#### MATERIAL PROVIDED

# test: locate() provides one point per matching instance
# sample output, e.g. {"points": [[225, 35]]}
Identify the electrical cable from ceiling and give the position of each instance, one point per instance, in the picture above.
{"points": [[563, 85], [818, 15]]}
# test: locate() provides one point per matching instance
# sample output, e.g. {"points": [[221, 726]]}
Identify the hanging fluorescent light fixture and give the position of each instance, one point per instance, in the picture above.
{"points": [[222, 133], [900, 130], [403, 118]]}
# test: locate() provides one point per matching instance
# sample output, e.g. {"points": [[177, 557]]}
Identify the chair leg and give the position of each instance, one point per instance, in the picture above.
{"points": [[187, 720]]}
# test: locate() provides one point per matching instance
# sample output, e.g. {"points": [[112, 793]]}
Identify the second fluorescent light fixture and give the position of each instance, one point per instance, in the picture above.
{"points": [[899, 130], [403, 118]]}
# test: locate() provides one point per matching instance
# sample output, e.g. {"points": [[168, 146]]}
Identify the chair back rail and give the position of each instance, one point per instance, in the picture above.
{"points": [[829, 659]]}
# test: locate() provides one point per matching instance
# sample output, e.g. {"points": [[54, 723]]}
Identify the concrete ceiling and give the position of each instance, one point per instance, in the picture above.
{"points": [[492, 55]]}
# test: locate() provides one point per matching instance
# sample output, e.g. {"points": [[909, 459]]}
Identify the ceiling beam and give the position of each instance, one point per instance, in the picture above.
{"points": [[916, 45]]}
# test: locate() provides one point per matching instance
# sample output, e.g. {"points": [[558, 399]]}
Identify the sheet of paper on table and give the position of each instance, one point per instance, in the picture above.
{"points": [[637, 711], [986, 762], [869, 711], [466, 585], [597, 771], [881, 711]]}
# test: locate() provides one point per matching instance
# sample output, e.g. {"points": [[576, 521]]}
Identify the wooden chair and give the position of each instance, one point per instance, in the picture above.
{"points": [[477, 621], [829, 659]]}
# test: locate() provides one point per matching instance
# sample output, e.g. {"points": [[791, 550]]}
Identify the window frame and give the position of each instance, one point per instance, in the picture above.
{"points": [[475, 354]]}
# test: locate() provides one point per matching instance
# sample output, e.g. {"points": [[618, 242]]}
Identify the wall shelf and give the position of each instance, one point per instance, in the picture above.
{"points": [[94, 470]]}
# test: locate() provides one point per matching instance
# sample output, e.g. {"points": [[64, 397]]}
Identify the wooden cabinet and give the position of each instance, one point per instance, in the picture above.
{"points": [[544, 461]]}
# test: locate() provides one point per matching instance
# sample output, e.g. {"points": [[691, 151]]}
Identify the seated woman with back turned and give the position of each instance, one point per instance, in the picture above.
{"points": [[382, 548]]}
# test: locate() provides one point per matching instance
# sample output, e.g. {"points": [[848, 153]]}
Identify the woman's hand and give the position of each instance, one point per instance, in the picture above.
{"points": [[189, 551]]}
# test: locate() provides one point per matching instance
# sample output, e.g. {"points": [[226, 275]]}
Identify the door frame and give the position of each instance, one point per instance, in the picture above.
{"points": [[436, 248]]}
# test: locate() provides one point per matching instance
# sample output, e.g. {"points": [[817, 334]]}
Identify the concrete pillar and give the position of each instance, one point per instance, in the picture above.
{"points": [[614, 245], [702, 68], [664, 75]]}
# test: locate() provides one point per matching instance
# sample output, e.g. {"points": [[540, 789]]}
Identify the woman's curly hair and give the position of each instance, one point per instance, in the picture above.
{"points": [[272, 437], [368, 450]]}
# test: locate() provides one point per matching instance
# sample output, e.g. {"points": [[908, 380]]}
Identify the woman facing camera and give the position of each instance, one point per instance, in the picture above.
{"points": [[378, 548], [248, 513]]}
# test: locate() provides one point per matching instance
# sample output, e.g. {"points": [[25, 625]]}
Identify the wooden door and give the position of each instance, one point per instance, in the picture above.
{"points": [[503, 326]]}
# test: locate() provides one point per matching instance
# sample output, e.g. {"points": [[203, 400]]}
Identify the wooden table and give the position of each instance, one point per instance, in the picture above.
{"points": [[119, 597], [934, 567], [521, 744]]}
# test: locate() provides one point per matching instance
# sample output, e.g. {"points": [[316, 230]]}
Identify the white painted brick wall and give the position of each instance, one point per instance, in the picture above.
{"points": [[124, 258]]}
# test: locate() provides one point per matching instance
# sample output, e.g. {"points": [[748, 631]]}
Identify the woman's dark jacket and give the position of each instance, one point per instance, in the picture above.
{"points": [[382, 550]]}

########

AIM OF THE TASK:
The material is to be written out once more, exactly and in full.

YOUR SOLUTION:
# test: locate() provides one point per matching instance
# sample output, e.g. {"points": [[225, 35]]}
Identify the electrical cable from ceiling and give the position of each instance, one point per instance, in the picture above.
{"points": [[563, 85], [818, 15]]}
# test: locate() provides one point per matching instance
# sample output, e.g. {"points": [[221, 726]]}
Identify the hanging fluorescent light fixture and give the position of each instance, one point per instance, in the picture above.
{"points": [[222, 133], [900, 130], [403, 118]]}
# test: locate() provides one point per matching instance
# sample output, e.g. {"points": [[177, 557]]}
Identify the chair leg and give the position of each instance, one point per instance, in the picture above.
{"points": [[187, 720]]}
# test: locate() provides one point per matching instance
# sample output, e.g. {"points": [[112, 793]]}
Identify the second fluorescent light fixture and give the position of each instance, one point per instance, in the picture above.
{"points": [[899, 130], [403, 118]]}
# test: locate() provides one point per matching instance
# sample output, e.g. {"points": [[168, 146]]}
Identify the chair back rail and give the position of each instance, one point per instance, in the picture above.
{"points": [[829, 659]]}
# test: locate() provides one point per matching instance
# sample output, e.g. {"points": [[54, 723]]}
Identify the concrete ceiling and give the position of each instance, one point per instance, in the picture above.
{"points": [[492, 55]]}
# test: locate() provides one point per matching instance
# sample output, e.g. {"points": [[909, 459]]}
Identify the ceiling beam and give the position of each instance, one point per instance, in the picture above.
{"points": [[916, 45]]}
# test: locate() provides one point per matching instance
# sample output, e.g. {"points": [[558, 399]]}
Identify the sheet of paper on table and give the position of each instance, one point per instance, in the picture above.
{"points": [[637, 711], [986, 762], [869, 711], [466, 585], [597, 771], [881, 711]]}
# test: locate() provides one point per matching instance
# sample output, e.g. {"points": [[576, 521]]}
Identify the wooden chair and give the position of each instance, one point per instance, in the picture above.
{"points": [[477, 621], [829, 659]]}
# test: locate() provides one point per matching instance
# sample output, e.g. {"points": [[791, 550]]}
Identify the window frame and give the position of each instance, one point per instance, in the picture above.
{"points": [[475, 354]]}
# test: locate() provides one point per matching instance
# sample output, e.g. {"points": [[618, 242]]}
Identify the wall shelf and give the position of each instance, one point per instance, in the picture above.
{"points": [[94, 470]]}
# test: locate() provides one point per matching instance
# sample output, e.g. {"points": [[64, 397]]}
Identify the wooden cabinet and give the position of each instance, one point per instance, in the picture above.
{"points": [[544, 461]]}
# test: locate() provides one point per matching instance
# sample output, e.g. {"points": [[691, 151]]}
Identify the seated woman with back turned and give the position of each instance, one point per instance, in the picture above.
{"points": [[382, 548]]}
# test: locate() provides one point per matching instance
# sample output, e.g. {"points": [[848, 153]]}
Identify the woman's hand and give the position of each instance, one point per instance, in the picture above.
{"points": [[189, 551]]}
# test: locate() provides one point per matching instance
# sample output, e.g. {"points": [[226, 275]]}
Identify the door frame and give the position of each instance, one point per instance, in the picture above.
{"points": [[436, 248]]}
# test: locate() provides one point per matching instance
# sample output, e.g. {"points": [[817, 334]]}
Identify the concrete pillar and give the position of each instance, one point per instance, in the picture above.
{"points": [[614, 245], [702, 68], [664, 75]]}
# test: locate() provides one point per matching instance
# sample output, e.g. {"points": [[540, 789]]}
Identify the woman's curly hair and give the position of each instance, one point per instance, in the picture above.
{"points": [[272, 437], [368, 450]]}
# test: locate() provides one point per matching instance
# sample output, e.g. {"points": [[908, 380]]}
Identify the woman facing camera and give the position of each instance, one point per instance, in the picture above.
{"points": [[378, 548], [248, 513]]}
# test: locate() provides one point per matching instance
# sample output, e.g. {"points": [[25, 625]]}
Identify the wooden door and give the position of each instance, one point per instance, in the picture above.
{"points": [[503, 326]]}
# test: locate() provides one point per matching instance
# sample output, e.g. {"points": [[203, 400]]}
Identify the wooden table and give the position of each instance, one point per instance, in the picture above.
{"points": [[119, 597], [934, 567], [521, 744]]}
# test: locate() provides one point per matching instance
# sample output, e.g. {"points": [[316, 230]]}
Identify the white painted brick wall and give the position of each instance, one point per instance, in the picture above.
{"points": [[124, 258]]}
# test: locate() provides one point per matching instance
# sample output, e.g. {"points": [[748, 631]]}
Identify the woman's dark jacket and give the position of each instance, one point per instance, in the picture above.
{"points": [[382, 550]]}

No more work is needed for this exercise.